## begin Given data
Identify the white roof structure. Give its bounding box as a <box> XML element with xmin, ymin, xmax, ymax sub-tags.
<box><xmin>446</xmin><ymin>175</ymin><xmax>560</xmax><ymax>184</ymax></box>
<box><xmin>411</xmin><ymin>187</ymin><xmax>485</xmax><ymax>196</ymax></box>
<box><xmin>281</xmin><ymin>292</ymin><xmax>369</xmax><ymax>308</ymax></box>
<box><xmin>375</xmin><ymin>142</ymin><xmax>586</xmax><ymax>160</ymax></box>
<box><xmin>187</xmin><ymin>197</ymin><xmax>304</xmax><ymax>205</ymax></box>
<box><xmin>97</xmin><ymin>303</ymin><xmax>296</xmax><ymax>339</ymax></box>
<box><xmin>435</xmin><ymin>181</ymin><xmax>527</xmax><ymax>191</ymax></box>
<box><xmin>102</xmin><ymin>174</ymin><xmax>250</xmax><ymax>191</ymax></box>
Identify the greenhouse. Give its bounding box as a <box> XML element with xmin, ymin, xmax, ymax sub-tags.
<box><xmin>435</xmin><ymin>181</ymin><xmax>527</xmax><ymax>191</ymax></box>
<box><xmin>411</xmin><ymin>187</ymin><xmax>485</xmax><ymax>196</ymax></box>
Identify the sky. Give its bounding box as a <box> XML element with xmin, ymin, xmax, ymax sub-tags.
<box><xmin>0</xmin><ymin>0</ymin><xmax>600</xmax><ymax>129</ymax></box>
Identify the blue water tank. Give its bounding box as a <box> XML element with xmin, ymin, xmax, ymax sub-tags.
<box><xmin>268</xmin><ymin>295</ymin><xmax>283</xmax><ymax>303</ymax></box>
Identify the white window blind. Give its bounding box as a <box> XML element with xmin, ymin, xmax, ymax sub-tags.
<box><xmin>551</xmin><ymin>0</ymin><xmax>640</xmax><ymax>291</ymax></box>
## end Given data
Given instruction:
Reproduce, with no changes, the part of the entries that opens with the line containing "Identify the white window" and runs through the end of the entries.

Finished task:
Identify the white window blind. Give its bounding box as a <box> XML element with xmin, ymin, xmax, ymax sub-tags.
<box><xmin>551</xmin><ymin>0</ymin><xmax>640</xmax><ymax>291</ymax></box>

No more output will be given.